Thursday, February 28, 2019

Melody Maker - Unknown Pleasures - 20 Great Lost Albums Rediscovered - # 13 The Raincoats -The Raincoats


'The Raincoats offered a completely different way of doing things, as did X Ray Spex and all the books about punks have failed to realise that these women were involved for no other reason than that they were good and original.' 
John Lydon.

'they are so bad that every time a waiter drops a tray we'd all get up and dance.' 
Danny Baker on witnessing the band play live.

One thing immediately evident from even a cursory listening to The Raincoats, the debut album by the band of the same name released in November 1979. is that the band cannot play, at least in any conventional sense. Also that they are not trying to play in the way you might be expecting them to. Instead they are trying to say something. To be something. Being in a band their first objective is not to sell records, at least not truckloads of them, but to find the people who want to listen to them and stand up to those who don't.


This is still a remarkable record almost forty years on and it was good to find an article about it here. It's written by Dave Jennings, and he gives a valuable, unfussy insight into it, concentrating on the band and their records, how they pushed the envelope out, confounding misconceptions and inspiring numerous others to make their own music or just to go their own way, until their career was unexpectedly revitalised when Kurt Cobain and Courtney Love discovered and began to champion them in the Nineties leading them to reform.

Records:
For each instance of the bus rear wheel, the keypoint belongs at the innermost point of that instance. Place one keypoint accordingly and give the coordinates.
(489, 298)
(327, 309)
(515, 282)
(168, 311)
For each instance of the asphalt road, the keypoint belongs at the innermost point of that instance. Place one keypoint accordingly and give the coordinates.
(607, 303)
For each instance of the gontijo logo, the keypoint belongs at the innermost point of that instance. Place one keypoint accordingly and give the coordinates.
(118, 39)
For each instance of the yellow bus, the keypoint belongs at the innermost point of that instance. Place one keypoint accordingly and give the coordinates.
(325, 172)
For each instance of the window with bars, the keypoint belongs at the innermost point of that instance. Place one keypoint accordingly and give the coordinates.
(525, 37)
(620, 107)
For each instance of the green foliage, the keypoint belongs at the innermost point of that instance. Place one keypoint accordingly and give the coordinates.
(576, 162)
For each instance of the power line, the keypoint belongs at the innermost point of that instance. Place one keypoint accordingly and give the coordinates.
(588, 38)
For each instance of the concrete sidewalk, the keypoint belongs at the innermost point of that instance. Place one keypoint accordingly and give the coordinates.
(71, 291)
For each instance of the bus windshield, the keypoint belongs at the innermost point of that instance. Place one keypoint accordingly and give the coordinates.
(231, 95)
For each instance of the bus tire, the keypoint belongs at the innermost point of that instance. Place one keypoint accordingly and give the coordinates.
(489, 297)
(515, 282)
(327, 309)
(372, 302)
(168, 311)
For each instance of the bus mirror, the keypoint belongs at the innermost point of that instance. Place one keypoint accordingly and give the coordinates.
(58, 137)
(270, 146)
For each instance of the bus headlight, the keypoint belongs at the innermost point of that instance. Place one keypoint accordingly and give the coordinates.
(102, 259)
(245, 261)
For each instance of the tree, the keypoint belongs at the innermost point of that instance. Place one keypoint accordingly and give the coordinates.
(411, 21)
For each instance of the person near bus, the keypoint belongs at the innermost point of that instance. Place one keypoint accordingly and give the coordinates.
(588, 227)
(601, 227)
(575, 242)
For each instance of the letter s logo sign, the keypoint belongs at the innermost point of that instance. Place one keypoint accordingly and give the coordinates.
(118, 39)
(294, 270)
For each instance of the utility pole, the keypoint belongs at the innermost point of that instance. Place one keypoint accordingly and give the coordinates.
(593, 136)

---

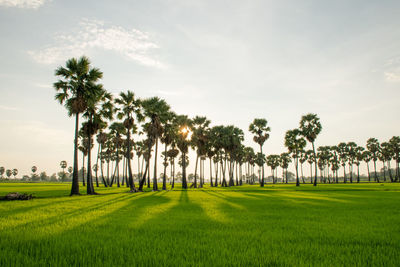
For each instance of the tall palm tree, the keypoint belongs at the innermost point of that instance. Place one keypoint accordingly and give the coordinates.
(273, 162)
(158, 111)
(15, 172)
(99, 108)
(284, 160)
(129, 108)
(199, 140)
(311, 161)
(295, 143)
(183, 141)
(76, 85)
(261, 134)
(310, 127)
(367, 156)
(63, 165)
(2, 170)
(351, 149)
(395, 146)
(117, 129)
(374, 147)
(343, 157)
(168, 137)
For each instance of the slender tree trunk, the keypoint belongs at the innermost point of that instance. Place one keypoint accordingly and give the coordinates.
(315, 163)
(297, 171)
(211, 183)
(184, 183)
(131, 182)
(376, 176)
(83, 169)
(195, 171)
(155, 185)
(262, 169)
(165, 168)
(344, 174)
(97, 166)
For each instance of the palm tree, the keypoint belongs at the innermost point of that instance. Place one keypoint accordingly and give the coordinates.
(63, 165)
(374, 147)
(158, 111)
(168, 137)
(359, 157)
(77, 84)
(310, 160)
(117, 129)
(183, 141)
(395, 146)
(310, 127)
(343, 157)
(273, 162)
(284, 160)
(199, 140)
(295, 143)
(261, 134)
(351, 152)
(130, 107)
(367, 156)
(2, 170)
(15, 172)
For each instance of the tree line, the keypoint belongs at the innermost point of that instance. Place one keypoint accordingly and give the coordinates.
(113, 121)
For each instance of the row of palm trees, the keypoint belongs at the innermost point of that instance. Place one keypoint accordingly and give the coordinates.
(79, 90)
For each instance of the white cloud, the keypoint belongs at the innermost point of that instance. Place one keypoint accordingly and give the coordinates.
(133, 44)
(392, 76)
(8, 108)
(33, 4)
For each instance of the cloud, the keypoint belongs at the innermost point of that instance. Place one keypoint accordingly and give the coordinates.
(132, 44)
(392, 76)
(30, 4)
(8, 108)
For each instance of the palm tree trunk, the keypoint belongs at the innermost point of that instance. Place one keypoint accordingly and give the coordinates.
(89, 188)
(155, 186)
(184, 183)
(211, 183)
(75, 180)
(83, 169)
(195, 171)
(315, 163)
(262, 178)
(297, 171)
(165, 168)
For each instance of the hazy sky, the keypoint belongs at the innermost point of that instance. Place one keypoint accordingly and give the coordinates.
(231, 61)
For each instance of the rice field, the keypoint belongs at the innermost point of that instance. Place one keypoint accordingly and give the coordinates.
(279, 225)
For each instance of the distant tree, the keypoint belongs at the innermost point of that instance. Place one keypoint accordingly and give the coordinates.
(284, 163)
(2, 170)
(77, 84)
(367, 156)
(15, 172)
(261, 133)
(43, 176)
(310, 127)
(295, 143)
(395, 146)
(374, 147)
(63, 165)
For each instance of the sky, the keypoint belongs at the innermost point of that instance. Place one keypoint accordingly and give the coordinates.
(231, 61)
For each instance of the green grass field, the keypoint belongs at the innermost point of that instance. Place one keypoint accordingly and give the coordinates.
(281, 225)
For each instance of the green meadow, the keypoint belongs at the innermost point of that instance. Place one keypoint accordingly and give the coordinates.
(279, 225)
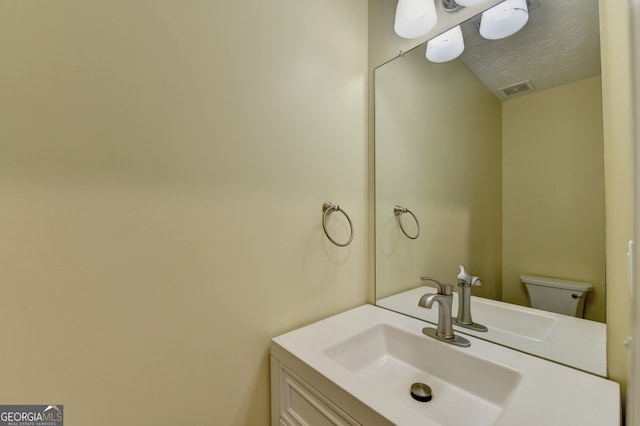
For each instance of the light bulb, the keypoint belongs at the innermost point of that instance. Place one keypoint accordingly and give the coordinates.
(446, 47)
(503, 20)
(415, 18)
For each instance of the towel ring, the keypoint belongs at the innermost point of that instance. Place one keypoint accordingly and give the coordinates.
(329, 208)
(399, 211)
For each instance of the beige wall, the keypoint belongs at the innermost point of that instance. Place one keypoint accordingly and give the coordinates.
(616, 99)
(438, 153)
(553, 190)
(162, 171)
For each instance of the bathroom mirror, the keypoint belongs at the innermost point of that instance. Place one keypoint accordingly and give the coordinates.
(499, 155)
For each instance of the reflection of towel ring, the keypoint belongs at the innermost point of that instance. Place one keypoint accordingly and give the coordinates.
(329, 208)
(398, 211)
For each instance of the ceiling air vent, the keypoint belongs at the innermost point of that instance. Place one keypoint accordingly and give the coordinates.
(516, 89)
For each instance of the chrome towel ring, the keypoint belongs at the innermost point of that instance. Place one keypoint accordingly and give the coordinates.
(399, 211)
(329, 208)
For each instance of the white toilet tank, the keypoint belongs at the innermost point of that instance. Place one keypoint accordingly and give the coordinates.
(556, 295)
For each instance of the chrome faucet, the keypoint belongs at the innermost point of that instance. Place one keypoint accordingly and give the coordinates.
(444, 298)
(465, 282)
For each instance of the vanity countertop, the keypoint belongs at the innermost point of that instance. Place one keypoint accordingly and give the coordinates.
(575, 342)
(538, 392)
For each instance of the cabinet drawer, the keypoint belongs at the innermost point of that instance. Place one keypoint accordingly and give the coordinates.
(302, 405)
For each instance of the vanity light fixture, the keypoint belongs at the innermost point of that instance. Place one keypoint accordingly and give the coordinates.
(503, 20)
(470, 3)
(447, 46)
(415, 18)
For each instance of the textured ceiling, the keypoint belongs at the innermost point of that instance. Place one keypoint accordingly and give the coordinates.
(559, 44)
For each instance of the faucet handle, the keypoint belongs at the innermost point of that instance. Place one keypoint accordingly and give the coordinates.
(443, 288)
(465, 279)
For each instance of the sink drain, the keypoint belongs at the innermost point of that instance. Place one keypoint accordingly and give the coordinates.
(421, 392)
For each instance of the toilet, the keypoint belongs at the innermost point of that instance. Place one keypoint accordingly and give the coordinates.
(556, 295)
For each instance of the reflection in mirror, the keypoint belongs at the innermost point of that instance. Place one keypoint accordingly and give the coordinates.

**Stated task 1**
Answer these questions from the Raincoats post above:
(a) In what month and year was the band's debut album released?
(b) Who wrote the article the post discusses?
(c) Who is credited with the remark about a waiter dropping a tray?
**Stated task 2**
Quote the Raincoats post word for word, from "Thursday, February 28, 2019" to "John Lydon.".

**Exercise answer 1**
(a) November 1979
(b) Dave Jennings
(c) Danny Baker

**Exercise answer 2**
Thursday, February 28, 2019

Melody Maker - Unknown Pleasures - 20 Great Lost Albums Rediscovered - # 13 The Raincoats -The Raincoats


'The Raincoats offered a completely different way of doing things, as did X Ray Spex and all the books about punks have failed to realise that these women were involved for no other reason than that they were good and original.' 
John Lydon.